(Natural-language object grounding data)
──────────────────────────────

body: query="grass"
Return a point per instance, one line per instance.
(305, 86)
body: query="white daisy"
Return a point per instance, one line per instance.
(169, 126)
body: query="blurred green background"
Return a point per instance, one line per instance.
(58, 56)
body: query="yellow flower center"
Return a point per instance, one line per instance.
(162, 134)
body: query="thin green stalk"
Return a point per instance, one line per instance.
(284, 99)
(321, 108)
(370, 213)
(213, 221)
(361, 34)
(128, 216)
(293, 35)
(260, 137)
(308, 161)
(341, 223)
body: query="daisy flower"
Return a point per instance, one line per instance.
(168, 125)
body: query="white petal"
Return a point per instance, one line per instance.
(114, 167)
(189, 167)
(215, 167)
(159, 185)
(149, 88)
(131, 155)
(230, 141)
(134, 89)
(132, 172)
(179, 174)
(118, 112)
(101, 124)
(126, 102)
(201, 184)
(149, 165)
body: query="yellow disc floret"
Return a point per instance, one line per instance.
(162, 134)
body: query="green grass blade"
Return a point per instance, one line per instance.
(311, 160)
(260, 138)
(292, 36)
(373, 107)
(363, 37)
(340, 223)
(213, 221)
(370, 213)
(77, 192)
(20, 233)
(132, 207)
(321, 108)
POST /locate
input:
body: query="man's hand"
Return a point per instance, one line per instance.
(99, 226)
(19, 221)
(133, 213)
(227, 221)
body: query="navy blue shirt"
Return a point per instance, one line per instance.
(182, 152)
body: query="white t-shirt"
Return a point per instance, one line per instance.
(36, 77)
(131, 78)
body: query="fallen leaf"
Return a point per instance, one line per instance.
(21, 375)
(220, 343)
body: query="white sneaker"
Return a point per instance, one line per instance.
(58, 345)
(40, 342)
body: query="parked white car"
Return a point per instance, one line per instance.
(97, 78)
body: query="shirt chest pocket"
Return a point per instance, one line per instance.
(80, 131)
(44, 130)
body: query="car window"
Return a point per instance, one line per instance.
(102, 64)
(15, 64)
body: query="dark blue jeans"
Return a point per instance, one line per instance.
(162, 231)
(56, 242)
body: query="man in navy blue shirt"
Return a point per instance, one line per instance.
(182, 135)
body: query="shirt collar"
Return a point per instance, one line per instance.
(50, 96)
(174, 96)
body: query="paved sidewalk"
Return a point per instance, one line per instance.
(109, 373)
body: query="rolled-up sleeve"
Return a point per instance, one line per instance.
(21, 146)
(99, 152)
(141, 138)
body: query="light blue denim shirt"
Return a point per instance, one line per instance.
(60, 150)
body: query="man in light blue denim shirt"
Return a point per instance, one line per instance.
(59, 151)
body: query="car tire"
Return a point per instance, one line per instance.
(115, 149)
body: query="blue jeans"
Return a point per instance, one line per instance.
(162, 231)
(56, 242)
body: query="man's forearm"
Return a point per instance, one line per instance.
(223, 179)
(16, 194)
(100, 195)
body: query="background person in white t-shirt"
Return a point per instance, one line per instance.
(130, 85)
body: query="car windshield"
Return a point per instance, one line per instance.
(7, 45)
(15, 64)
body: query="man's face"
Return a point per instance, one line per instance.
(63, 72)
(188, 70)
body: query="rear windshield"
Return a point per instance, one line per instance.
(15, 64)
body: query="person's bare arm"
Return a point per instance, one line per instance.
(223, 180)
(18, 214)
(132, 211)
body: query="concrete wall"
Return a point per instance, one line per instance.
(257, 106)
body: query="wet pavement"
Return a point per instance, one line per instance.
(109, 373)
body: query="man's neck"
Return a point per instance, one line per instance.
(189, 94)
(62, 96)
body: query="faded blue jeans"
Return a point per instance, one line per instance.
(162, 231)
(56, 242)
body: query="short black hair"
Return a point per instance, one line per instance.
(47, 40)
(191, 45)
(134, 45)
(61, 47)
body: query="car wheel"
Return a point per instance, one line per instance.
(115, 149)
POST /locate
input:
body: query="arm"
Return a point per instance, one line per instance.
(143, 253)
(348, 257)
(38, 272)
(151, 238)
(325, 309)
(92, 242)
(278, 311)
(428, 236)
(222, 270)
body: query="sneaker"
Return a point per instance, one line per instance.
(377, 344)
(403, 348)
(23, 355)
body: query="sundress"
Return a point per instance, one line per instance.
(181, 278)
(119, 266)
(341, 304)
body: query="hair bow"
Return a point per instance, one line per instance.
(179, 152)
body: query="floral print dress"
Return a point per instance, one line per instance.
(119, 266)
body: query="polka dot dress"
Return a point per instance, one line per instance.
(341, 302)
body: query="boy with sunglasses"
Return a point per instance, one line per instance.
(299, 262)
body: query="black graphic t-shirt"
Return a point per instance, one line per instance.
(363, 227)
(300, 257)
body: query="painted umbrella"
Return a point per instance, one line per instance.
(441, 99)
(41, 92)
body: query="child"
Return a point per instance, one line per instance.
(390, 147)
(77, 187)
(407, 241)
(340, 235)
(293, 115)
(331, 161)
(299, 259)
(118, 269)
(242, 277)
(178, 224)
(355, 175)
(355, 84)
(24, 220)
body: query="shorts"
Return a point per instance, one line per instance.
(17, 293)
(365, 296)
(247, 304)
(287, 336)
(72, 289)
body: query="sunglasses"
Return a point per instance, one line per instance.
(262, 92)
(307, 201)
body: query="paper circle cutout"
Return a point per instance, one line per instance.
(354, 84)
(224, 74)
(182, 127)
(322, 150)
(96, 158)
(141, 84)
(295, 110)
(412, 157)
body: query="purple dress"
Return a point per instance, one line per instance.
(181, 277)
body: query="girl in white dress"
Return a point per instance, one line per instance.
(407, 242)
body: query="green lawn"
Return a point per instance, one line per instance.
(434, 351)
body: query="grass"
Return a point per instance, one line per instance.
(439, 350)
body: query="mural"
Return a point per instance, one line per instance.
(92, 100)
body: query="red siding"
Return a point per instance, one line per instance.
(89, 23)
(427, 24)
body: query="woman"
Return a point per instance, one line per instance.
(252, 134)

──────────────────────────────

◆ AIM OF THE TASK
All records are to be printed again, exactly and completely.

◆ EXERCISE ANSWER
body: query="grass"
Return a point per instance, one line per instance.
(305, 86)
body: query="white daisy"
Return a point per instance, one line per instance.
(169, 126)
body: query="blurred green background"
Return a point per instance, one line per instance.
(58, 56)
body: query="yellow flower center"
Return a point per instance, one line per instance.
(162, 134)
body: query="thin green stalk"
Return a point per instance, one line per instance.
(284, 99)
(321, 108)
(370, 213)
(213, 221)
(361, 34)
(128, 216)
(293, 35)
(260, 137)
(308, 161)
(341, 223)
body: query="daisy flower"
Return a point per instance, one line per instance.
(168, 125)
body: query="white petal"
Return a point per instance, one line per instance.
(114, 167)
(189, 167)
(215, 167)
(159, 185)
(149, 88)
(131, 155)
(230, 141)
(134, 89)
(132, 172)
(179, 174)
(118, 112)
(101, 124)
(126, 102)
(201, 184)
(149, 165)
body: query="yellow disc floret"
Return a point per instance, one line per instance.
(162, 134)
body: query="green grass blade"
Return a point per instance, one line per instance.
(311, 160)
(260, 138)
(292, 36)
(373, 107)
(363, 37)
(340, 223)
(213, 221)
(370, 213)
(77, 192)
(20, 233)
(132, 207)
(321, 108)
POST /locate
input:
body: query="man's hand"
Return a point per instance, one line per instance.
(99, 226)
(19, 221)
(133, 213)
(227, 221)
body: query="navy blue shirt"
Return a point per instance, one line per instance.
(182, 152)
body: query="white t-shirt"
Return a point per instance, one line per instance.
(36, 77)
(131, 78)
body: query="fallen leaf"
Return a point per instance, one line per instance.
(21, 375)
(220, 343)
body: query="white sneaker"
Return a point per instance, one line per instance.
(58, 345)
(40, 342)
body: query="parked white car"
Return a point per instance, one line per instance.
(97, 78)
body: query="shirt chest pocket"
Return a point per instance, one line per instance.
(80, 131)
(44, 130)
body: query="car window"
Return a point per instance, one line per instance.
(102, 64)
(15, 64)
body: query="dark blue jeans"
Return a point per instance, one line per instance.
(162, 231)
(56, 242)
body: query="man in navy blue shirt"
Return a point per instance, one line per instance.
(182, 135)
body: query="shirt collar"
Return a point per instance, one line per instance.
(50, 96)
(174, 96)
body: query="paved sidewalk"
Return a point per instance, one line per instance.
(109, 373)
body: query="rolled-up sleeve"
Return a point per instance, one line per instance.
(21, 146)
(99, 152)
(141, 138)
body: query="light blue denim shirt"
Return a point per instance, one line per instance.
(60, 150)
body: query="man in light blue denim shirt"
Return a point per instance, one line per instance.
(59, 151)
body: query="car tire"
Return a point per instance, one line per instance.
(115, 149)
body: query="blue jeans"
Return a point per instance, one line per instance.
(162, 231)
(56, 242)
body: query="man's forearm"
Return a point per instance, one line per instance.
(223, 179)
(16, 194)
(100, 195)
body: query="background person in white t-shirt"
Return a point per instance, one line per instance.
(130, 85)
body: query="car windshield"
Return a point per instance, one line per instance.
(7, 45)
(15, 64)
body: query="man's face"
Return a point per instance, one line per instance.
(63, 72)
(188, 70)
body: query="rear windshield"
Return a point per instance, one line per instance.
(15, 64)
body: query="person's bare arm"
Return a point per instance, one line per instance.
(223, 180)
(18, 214)
(132, 211)
body: query="concrete wall"
Return a point per instance, one line per instance.
(257, 106)
body: query="wet pavement"
Return a point per instance, one line per instance.
(109, 373)
body: query="man's neck"
Return a point per instance, one line per instance.
(189, 94)
(62, 96)
body: query="faded blue jeans"
Return a point per instance, one line per instance.
(162, 231)
(56, 242)
body: query="short black hair"
Return a point per instance, one line per instance.
(47, 40)
(191, 45)
(134, 45)
(61, 47)
body: query="car wheel"
Return a point per instance, one line per instance.
(115, 149)
POST /locate
input:
body: query="arm"
Return a point per instance, one line per instance.
(143, 253)
(348, 257)
(38, 272)
(151, 238)
(325, 309)
(92, 242)
(278, 311)
(428, 236)
(222, 270)
body: query="sneaker"
Return a point per instance, one line per instance.
(377, 344)
(403, 348)
(23, 355)
body: query="sundress"
Return a point per instance, one line per instance.
(181, 278)
(119, 266)
(341, 304)
body: query="hair bow"
Return a point per instance, one line per instance.
(179, 152)
body: query="floral print dress"
Return a point per instance, one line per instance.
(119, 266)
body: query="polka dot dress"
Return a point per instance, one line per instance.
(341, 302)
body: query="boy with sunglasses"
Return a point per instance, one line per instance.
(299, 262)
body: query="black graphic t-shirt"
Return a point per instance, one line per instance.
(363, 227)
(300, 257)
body: query="painted umbrella"
Return a point per instance, one line per instance.
(441, 99)
(41, 92)
body: query="child"
Return a point per instance, one line per instance.
(390, 147)
(77, 187)
(407, 241)
(340, 235)
(293, 115)
(331, 161)
(299, 259)
(118, 269)
(242, 277)
(178, 224)
(355, 175)
(355, 84)
(24, 220)
body: query="shorts"
Return a point per instance, one line per instance.
(17, 293)
(365, 296)
(247, 304)
(287, 336)
(72, 289)
body: query="sunglasses"
Return a point per instance, one line per instance.
(262, 92)
(307, 201)
body: query="paper circle cutout"
Return a point per instance, one line per instance.
(354, 84)
(224, 74)
(182, 127)
(322, 150)
(96, 158)
(141, 84)
(295, 110)
(412, 157)
body: query="purple dress"
Return a point per instance, one line per instance.
(181, 277)
body: query="girl in white dress"
Return a point per instance, one line per instance.
(407, 242)
body: query="green lawn"
Return a point per instance, one line per instance.
(434, 351)
body: query="grass"
Return a point per instance, one line per instance.
(439, 350)
body: query="mural"
Return a point per instance, one line per instance.
(92, 100)
body: query="red siding"
Return a point per instance, one line per instance.
(89, 23)
(427, 24)
body: query="woman"
Return a point per instance, one line per instance.
(252, 134)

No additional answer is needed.